- _Work instruction_:
Reading the records below, count the lines in which the string "goalkeeper" appears; write the number only.

::: Recorded data

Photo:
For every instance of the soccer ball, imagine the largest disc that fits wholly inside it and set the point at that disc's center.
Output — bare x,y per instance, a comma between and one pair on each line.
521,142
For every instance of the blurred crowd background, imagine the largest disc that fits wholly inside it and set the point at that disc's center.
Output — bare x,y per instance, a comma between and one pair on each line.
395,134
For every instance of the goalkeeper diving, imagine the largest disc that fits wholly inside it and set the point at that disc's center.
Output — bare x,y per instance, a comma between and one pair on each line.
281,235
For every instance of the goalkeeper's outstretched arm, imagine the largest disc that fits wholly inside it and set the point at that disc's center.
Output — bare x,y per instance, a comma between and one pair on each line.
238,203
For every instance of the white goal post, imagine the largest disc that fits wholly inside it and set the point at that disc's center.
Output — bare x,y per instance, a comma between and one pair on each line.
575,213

::::::
::: Recorded data

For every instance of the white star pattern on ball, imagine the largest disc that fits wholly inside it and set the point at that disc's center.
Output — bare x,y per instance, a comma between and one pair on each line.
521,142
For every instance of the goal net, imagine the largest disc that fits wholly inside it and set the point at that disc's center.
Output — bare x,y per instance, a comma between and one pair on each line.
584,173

::::::

- _Expected answer_:
2